* [YOUR GOAL]:
Copy out only the stretch from the line containing "Target: light wood floor" through the line containing "column 312, row 636", substituting "hardwood floor" for "light wood floor" and keeping everything else unchanged.

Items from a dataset
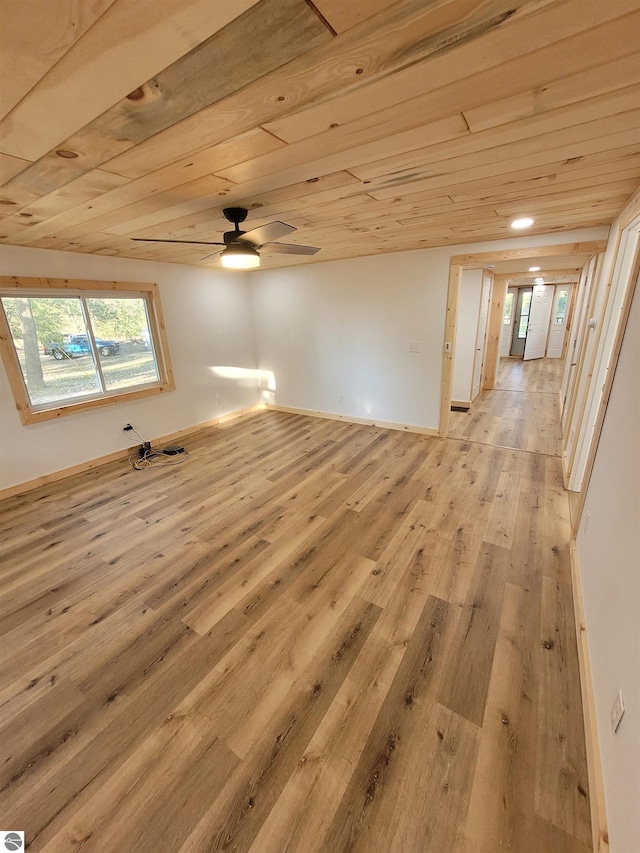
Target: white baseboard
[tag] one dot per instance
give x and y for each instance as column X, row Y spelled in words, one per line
column 353, row 420
column 29, row 485
column 599, row 830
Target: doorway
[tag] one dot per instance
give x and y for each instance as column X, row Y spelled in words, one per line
column 521, row 322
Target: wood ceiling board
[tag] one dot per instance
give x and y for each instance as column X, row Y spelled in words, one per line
column 9, row 167
column 201, row 194
column 196, row 223
column 198, row 189
column 219, row 66
column 282, row 91
column 562, row 159
column 531, row 254
column 34, row 43
column 342, row 148
column 342, row 16
column 545, row 127
column 129, row 44
column 249, row 144
column 84, row 189
column 515, row 38
column 601, row 80
column 498, row 194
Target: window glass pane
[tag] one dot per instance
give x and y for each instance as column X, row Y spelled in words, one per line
column 48, row 335
column 123, row 341
column 508, row 308
column 561, row 306
column 524, row 316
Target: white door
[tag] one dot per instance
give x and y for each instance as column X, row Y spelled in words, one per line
column 541, row 303
column 507, row 320
column 478, row 363
column 559, row 314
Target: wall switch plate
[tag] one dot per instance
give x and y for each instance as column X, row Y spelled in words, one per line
column 617, row 712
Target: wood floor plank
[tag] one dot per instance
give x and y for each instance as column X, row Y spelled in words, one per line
column 476, row 637
column 320, row 636
column 561, row 781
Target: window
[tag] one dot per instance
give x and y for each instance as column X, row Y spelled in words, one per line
column 524, row 315
column 78, row 345
column 508, row 308
column 561, row 306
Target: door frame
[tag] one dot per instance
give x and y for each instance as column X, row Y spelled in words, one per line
column 480, row 259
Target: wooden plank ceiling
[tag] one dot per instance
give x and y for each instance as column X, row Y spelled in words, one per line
column 370, row 126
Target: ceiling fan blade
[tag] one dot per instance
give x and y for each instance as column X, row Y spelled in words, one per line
column 189, row 242
column 290, row 249
column 267, row 233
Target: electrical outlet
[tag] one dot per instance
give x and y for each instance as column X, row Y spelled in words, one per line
column 617, row 712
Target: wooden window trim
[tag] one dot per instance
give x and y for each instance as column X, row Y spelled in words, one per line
column 12, row 366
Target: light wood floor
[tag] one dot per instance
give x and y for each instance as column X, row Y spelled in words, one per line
column 522, row 410
column 312, row 636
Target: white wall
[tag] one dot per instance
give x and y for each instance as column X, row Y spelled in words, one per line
column 344, row 328
column 208, row 319
column 609, row 556
column 466, row 329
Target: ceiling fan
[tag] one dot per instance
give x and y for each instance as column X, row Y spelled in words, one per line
column 241, row 248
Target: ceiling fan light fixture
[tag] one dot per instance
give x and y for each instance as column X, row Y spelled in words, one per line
column 240, row 256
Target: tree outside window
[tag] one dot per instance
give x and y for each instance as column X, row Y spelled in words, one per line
column 66, row 352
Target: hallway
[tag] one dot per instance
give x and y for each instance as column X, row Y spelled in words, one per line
column 316, row 637
column 521, row 412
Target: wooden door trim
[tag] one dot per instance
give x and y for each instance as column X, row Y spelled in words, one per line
column 606, row 392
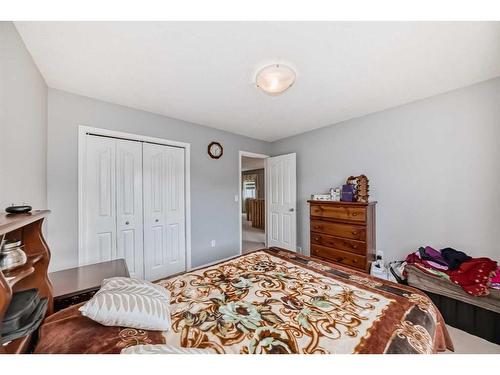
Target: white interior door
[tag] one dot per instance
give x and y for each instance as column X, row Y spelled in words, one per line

* [WRITTEN REPLY]:
Target: hardwood floor
[tag] one dot per instance
give x and y for each instance as column X, row Y spelled in words, one per line
column 522, row 410
column 312, row 636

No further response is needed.